Items from a labeling collection
---
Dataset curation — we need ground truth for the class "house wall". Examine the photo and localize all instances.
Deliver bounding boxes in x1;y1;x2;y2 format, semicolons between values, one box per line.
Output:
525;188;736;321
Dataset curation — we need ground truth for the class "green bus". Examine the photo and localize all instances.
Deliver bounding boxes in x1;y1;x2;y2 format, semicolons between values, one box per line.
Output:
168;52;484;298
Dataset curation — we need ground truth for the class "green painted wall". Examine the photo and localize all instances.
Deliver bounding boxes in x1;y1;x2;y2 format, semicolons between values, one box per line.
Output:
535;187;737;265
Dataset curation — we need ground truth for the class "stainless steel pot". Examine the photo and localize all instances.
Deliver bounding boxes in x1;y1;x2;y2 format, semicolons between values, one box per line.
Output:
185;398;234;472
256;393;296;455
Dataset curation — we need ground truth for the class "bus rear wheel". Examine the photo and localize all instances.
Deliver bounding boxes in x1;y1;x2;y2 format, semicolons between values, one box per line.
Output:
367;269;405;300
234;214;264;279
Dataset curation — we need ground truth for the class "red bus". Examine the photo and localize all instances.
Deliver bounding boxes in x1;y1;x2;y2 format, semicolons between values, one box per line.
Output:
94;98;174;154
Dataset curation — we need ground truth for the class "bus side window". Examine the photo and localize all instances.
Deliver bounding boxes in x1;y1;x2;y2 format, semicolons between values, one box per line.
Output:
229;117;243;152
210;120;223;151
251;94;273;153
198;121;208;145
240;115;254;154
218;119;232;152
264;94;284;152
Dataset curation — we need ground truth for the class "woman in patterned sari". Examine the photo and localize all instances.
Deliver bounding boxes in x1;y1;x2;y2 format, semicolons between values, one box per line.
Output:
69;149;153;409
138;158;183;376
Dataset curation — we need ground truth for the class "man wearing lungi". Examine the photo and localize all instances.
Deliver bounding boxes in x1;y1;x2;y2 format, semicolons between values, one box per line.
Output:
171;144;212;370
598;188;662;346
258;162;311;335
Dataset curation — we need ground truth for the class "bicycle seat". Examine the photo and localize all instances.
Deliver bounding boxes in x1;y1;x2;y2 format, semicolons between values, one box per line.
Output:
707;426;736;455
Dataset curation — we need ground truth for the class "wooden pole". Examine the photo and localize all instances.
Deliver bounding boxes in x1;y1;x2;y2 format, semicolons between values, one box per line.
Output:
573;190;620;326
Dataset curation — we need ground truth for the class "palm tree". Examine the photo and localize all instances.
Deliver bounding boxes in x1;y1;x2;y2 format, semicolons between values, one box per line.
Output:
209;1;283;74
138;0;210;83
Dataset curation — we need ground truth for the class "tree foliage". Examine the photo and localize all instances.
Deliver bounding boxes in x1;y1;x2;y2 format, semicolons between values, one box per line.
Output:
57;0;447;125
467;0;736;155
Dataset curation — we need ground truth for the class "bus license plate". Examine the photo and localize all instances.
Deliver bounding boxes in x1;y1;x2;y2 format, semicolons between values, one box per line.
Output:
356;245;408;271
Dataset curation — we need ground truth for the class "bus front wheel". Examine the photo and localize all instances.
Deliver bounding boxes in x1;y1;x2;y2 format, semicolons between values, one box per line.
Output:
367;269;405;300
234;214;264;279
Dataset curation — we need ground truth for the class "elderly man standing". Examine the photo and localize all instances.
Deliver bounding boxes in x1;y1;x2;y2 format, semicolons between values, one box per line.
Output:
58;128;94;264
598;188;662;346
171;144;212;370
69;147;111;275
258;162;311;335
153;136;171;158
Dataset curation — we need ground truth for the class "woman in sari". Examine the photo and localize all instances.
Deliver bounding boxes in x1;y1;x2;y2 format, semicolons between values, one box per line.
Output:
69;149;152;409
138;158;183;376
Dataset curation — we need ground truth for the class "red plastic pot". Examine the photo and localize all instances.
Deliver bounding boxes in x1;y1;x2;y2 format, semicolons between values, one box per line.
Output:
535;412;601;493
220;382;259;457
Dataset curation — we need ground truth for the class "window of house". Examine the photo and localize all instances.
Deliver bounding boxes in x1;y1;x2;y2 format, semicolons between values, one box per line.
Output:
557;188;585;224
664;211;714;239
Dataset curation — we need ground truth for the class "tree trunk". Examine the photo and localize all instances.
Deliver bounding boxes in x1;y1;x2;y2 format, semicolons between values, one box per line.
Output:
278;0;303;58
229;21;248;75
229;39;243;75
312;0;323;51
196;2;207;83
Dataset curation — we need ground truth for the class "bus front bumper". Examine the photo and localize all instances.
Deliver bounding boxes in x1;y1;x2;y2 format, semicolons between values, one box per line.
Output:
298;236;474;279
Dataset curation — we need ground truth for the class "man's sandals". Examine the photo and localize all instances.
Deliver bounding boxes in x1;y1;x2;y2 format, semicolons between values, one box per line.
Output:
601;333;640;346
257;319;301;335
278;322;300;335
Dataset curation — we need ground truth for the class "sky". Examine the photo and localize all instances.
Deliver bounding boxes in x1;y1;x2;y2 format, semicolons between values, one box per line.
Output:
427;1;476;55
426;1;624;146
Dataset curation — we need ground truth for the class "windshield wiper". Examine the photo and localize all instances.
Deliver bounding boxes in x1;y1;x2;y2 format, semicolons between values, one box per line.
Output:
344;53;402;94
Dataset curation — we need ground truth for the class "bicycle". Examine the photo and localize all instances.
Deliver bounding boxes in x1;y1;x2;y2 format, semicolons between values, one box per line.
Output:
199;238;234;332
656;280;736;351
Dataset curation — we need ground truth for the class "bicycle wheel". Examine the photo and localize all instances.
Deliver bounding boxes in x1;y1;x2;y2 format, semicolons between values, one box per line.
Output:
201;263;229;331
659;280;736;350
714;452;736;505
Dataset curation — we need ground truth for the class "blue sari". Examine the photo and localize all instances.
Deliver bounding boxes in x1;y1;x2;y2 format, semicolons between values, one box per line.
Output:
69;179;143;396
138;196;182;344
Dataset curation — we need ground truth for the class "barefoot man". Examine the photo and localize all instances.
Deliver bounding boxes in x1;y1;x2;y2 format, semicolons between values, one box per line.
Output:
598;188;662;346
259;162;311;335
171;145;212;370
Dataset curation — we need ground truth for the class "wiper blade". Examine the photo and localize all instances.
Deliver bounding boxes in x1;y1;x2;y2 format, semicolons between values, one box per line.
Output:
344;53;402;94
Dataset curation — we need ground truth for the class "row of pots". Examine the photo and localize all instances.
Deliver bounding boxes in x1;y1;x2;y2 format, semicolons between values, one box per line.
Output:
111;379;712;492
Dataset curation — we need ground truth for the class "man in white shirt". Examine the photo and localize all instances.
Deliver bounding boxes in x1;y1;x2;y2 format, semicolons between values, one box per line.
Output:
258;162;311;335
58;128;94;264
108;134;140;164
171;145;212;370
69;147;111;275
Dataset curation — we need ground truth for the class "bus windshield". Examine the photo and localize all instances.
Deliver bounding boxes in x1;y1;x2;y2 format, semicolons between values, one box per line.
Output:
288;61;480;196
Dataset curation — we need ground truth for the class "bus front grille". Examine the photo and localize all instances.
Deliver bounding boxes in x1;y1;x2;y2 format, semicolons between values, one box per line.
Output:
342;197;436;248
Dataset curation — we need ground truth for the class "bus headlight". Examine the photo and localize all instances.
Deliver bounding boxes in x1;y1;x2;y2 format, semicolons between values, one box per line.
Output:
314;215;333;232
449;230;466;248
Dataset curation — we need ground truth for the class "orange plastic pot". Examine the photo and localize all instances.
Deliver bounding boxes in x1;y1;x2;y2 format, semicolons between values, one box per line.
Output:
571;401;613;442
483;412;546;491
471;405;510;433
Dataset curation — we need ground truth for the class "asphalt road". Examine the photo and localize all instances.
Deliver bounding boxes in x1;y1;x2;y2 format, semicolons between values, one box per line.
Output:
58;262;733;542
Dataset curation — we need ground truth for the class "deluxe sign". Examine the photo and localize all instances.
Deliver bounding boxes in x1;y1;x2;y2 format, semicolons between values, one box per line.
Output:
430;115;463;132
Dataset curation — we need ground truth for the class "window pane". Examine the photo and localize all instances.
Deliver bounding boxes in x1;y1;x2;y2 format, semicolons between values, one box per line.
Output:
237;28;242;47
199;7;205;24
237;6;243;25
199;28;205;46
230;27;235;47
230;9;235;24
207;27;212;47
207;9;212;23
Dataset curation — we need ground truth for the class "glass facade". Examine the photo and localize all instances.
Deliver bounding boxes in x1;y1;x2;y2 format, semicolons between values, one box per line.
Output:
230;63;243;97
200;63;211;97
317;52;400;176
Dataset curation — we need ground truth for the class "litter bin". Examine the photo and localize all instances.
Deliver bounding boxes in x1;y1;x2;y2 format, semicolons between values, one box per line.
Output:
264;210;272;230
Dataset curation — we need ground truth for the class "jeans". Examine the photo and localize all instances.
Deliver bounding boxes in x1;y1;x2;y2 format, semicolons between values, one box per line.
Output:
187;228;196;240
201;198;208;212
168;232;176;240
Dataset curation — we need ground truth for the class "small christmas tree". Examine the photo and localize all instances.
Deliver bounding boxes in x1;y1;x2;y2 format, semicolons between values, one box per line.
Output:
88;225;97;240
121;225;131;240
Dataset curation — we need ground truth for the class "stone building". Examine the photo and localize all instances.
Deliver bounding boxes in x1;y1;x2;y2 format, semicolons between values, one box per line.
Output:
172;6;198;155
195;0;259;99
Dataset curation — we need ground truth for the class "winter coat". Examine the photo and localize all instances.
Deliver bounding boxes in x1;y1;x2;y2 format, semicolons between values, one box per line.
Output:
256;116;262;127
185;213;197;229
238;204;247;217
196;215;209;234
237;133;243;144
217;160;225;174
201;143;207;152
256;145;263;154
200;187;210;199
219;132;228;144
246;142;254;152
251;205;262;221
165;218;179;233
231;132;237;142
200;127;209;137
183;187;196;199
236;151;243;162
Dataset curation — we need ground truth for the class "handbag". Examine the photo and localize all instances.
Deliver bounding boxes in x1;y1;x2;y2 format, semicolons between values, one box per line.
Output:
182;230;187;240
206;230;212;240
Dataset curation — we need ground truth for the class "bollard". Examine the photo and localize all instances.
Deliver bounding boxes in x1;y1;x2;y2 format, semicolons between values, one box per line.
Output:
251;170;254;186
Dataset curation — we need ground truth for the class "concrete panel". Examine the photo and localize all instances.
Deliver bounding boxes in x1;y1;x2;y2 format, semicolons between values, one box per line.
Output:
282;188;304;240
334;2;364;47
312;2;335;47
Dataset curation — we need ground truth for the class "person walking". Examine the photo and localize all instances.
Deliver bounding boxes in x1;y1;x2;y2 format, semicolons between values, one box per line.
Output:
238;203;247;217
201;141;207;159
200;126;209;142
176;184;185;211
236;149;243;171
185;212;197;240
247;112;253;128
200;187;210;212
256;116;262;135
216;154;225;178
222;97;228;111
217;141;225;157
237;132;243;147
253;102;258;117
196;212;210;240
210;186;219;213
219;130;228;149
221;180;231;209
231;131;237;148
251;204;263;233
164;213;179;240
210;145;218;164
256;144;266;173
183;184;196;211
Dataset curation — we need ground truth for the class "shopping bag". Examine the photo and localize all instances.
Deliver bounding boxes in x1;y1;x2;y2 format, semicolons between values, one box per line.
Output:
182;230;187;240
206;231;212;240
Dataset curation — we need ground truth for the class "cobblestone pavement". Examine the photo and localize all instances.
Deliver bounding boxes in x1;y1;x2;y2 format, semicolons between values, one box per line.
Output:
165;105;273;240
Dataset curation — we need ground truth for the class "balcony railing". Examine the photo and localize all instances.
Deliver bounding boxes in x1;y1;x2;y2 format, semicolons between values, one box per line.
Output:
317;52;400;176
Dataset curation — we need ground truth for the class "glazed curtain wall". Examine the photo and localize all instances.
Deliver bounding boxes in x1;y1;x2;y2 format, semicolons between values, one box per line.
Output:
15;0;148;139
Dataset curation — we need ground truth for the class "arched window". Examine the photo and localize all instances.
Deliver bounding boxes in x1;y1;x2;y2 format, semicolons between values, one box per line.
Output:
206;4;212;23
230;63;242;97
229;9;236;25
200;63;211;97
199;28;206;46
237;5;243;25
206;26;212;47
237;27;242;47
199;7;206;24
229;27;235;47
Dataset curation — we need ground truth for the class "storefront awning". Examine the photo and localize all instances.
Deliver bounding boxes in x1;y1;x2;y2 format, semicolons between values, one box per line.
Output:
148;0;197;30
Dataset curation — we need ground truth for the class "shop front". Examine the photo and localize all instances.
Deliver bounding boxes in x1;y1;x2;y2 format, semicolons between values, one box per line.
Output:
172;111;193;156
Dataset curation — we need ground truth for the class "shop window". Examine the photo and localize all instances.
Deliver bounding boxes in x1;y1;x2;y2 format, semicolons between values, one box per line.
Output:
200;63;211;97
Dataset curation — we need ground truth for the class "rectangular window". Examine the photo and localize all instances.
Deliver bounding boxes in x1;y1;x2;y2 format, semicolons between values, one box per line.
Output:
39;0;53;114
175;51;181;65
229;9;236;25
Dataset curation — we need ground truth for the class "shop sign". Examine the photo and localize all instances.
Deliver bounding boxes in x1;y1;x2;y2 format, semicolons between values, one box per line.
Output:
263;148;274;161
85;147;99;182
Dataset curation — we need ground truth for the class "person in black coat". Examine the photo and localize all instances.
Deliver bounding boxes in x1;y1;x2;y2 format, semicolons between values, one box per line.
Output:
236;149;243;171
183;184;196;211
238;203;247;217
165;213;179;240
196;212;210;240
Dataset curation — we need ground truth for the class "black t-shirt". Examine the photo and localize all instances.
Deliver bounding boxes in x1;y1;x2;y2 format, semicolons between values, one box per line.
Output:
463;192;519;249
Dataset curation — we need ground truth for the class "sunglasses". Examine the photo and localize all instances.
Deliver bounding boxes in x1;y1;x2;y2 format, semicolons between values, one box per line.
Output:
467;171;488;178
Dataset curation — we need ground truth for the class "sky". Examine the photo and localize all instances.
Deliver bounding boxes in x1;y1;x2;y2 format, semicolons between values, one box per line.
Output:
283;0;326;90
---
_Exercise goal_
Gather every line of the rows above that contains the string "sari", reproducing each such line in full.

_Expected output_
Dataset curation — we need ground truth for the class "woman in patterned sari". Examine the photo and localize all instances.
Dataset curation — we need ground truth for the class "woman in sari". Examine the photo and localize all instances.
Dataset curation — we need ground truth for the class "blue sari". Examine the photo and localize all instances.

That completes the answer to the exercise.